■ EXERCISE ■
The entries that follow must be given again exactly, with no pictures kept.

(Text-to-region grounding data)

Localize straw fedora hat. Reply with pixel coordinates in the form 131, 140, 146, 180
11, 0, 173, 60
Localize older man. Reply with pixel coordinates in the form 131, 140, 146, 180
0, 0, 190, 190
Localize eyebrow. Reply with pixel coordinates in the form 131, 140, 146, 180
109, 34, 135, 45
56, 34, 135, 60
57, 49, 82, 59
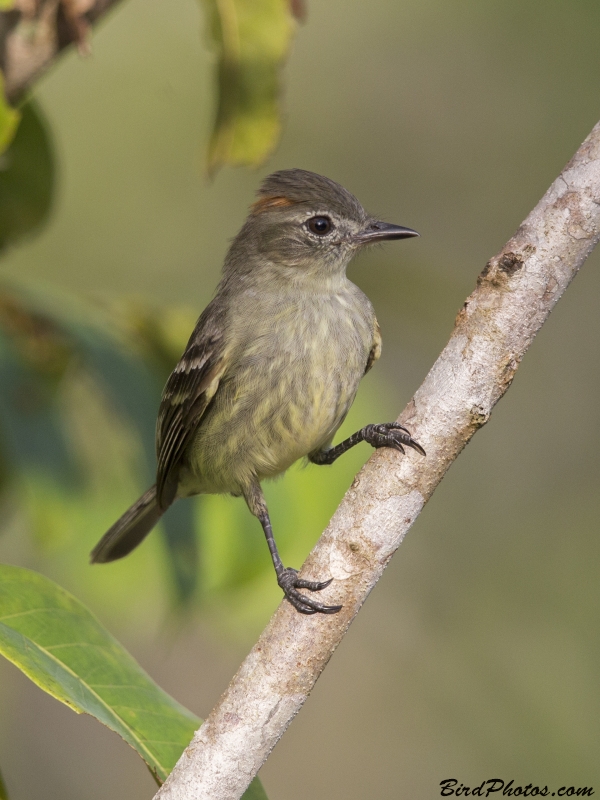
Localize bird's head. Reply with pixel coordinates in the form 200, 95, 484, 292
225, 169, 418, 281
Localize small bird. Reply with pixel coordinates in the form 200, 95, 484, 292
91, 169, 424, 615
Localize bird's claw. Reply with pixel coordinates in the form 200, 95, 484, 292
277, 567, 342, 615
363, 422, 426, 457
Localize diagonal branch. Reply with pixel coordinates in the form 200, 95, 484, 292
0, 0, 123, 105
155, 120, 600, 800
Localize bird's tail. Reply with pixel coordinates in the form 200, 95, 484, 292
90, 485, 164, 563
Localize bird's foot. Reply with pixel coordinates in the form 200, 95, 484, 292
363, 422, 426, 456
277, 567, 342, 615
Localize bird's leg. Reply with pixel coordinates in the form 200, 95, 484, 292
243, 481, 342, 615
309, 422, 426, 466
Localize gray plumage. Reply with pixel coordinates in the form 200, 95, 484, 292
91, 169, 422, 615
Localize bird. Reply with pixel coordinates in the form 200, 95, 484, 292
91, 168, 424, 615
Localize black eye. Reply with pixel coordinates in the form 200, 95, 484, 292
307, 216, 332, 235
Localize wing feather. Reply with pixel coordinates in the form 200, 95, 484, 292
156, 309, 228, 508
365, 320, 382, 374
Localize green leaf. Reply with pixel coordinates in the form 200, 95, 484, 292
0, 71, 20, 154
162, 500, 200, 606
0, 283, 199, 600
244, 777, 270, 800
202, 0, 297, 172
0, 563, 198, 782
0, 308, 79, 492
58, 303, 201, 603
0, 564, 268, 797
0, 101, 54, 251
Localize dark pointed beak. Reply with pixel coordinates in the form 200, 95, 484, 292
353, 221, 420, 245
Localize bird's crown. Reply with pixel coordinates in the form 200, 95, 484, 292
252, 169, 366, 221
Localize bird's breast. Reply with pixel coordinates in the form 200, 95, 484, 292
183, 290, 375, 494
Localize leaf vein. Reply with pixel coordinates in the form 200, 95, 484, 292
0, 627, 168, 775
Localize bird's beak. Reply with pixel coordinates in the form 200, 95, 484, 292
353, 221, 420, 245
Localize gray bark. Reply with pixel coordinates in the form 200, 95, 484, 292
155, 121, 600, 799
0, 0, 122, 105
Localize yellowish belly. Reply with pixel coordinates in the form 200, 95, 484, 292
179, 292, 374, 496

■ TASK ANSWER ■
Localize straw fedora hat. Reply with pixel coordinates in the form 131, 140, 146, 180
11, 0, 173, 60
Localize older man. Reply with pixel coordinates in the form 131, 140, 146, 180
0, 0, 190, 190
Localize eyebrow. Reply with pixel coordinates in the form 131, 140, 146, 180
109, 34, 135, 45
56, 34, 135, 60
57, 49, 82, 59
Localize bird's head. Reply with pixel coordinates in the form 200, 95, 484, 292
225, 169, 418, 281
Localize small bird. Reply with pixel coordinates in the form 200, 95, 484, 292
91, 169, 424, 615
Localize bird's claw. Reply with pixel coordinates in the form 200, 95, 484, 292
277, 567, 342, 615
363, 422, 426, 457
Localize diagonal branch. Reply with pixel coordinates in the form 200, 95, 484, 292
0, 0, 123, 105
155, 120, 600, 800
Localize bird's tail. Reply with pixel coordinates in the form 200, 95, 484, 292
90, 485, 164, 563
Localize bird's foot. Reply with pixel coordinates in the form 200, 95, 484, 292
363, 422, 426, 456
277, 567, 342, 615
Localize bird's leg. Reply with pixel coordinates in the form 200, 95, 484, 292
243, 481, 342, 615
309, 422, 426, 466
Localize gray plumage. Reply with pixel coordinates in the form 200, 95, 484, 292
91, 169, 422, 615
Localize bird. Reply with pixel coordinates in the form 200, 95, 484, 292
91, 168, 424, 615
Localize black eye. Reply with pixel coordinates in the form 200, 95, 484, 292
307, 216, 332, 235
Localize wing feather. Reply with pixel coordinates in the form 200, 95, 484, 292
156, 309, 228, 508
365, 320, 382, 374
Localize green leaf. Reply with pixel coordinates in the form 200, 95, 484, 292
0, 71, 20, 154
162, 500, 200, 606
0, 283, 199, 600
244, 777, 270, 800
202, 0, 297, 172
0, 563, 198, 782
0, 308, 79, 492
58, 303, 201, 603
0, 564, 268, 797
0, 101, 54, 251
Localize dark pointed beak. Reply with pixel coordinates in the form 200, 95, 484, 292
353, 221, 420, 245
Localize bird's crown. Reply with pixel coordinates in the form 200, 95, 484, 292
252, 169, 366, 221
Localize bird's breast. Reply with pixel coordinates in the form 200, 95, 484, 292
183, 290, 375, 494
Localize leaf vein. Reply with pixel coordinates in the form 200, 95, 484, 292
0, 627, 168, 775
Localize bird's beak. Reply with pixel coordinates in the form 200, 95, 484, 292
353, 221, 420, 245
Localize gray bark. Reply with pixel coordinates in the form 200, 95, 484, 292
155, 121, 600, 799
0, 0, 122, 105
Localize yellowish belly. Reply with pixel coordinates in the form 200, 95, 484, 292
179, 292, 374, 496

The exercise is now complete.